#### [Document passage]
Health in the Occupied Palestinian Territories

By Tony Davies

On 13th March, at Birzeit University near Ramallah, five articles from the university’s Department of Public Health on health in the occupied Palestinian territories were launched. The articles are being published by the medical journal, The Lancet. They have been condemned as propaganda by the Israeli prime minister’s spokesperson, Mark Regev. As an expert propagandist, he will know, if he has read the articles, that the studies they report have been conducted by able Palestinian academics collaborating with respected scientific workers from a number of countries and reported with a care and objectivity which are the antithesis of propaganda.
 
Whereas there were health gains in the occupied Palestinian territories (the West Bank, East Jerusalem, and the Gaza Strip) during the 1990s, improvement has not been maintained. Infant mortality remained at about 27 per 1000 live births between 2000 and 2006, compared with 3.9 in Israel. The stillbirth rate has recently increased in Gaza. The proportion of stunted Palestinian children under the age of 5 years increased from 7.2% in 1996 to 10.2% in 2006. Stunting results from chronic malnutrition. It is serious because it is associated with reduced mental development and with increased illness in childhood and in adult life. Malnutrition is a result of the poverty imposed on Palestinians by Israeli occupation policy. In 2007, 52% of families (40% in the West Bank and 74% in the Gaza Strip) were living below the poverty line of US$3•15 per person per day. The average annual income of a Palestinian is $1200, compared with an Israeli average of $26000. Nearly half the Palestinians are now dependent on food aid.

The psychological toll of the occupation is enormous. The lives of Palestinians have become more insecure since 2000. Not only are Palestinians killed nearly every day by the Israeli military, but others are assaulted, injured, or humiliated. Palestinians are subjected to restriction of movement at armed checkpoints and due to the barriers round Gaza and much of the West Bank. Detention, torture, destruction of trees and crops, demolition of houses and theft of land are daily occurrences. Unlike the Israeli settlers who were moved out of Gaza in 2005, the Palestinians receive no compensation for their losses.

[Descriptions of regions in natural language]
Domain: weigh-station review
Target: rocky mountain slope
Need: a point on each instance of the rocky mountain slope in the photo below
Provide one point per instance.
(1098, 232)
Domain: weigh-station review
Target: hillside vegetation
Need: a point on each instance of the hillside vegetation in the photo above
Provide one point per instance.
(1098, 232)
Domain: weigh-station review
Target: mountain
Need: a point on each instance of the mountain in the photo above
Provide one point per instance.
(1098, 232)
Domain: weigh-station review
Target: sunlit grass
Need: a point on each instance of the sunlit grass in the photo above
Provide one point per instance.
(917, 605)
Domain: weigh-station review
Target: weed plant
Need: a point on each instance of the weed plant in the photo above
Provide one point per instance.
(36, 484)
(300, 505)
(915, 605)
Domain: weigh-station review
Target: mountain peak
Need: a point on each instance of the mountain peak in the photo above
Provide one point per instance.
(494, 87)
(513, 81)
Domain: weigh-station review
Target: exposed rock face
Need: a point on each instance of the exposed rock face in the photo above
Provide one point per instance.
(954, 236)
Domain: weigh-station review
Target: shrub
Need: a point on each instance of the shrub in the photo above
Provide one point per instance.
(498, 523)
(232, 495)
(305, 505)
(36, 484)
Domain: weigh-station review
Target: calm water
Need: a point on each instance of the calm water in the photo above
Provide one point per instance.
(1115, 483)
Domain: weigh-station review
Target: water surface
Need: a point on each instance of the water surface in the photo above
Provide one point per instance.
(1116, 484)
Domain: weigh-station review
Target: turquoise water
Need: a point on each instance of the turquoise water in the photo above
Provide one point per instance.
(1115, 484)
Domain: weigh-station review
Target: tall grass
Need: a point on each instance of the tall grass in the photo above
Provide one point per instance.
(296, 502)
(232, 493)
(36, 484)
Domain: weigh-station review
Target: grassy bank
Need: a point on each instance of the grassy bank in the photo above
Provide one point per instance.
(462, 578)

#### [What is needed]
List everything the passage on health in the occupied Palestinian territories calls daily occurrences.

#### [Result]
Detention, torture, destruction of trees and crops, demolition of houses, and theft of land.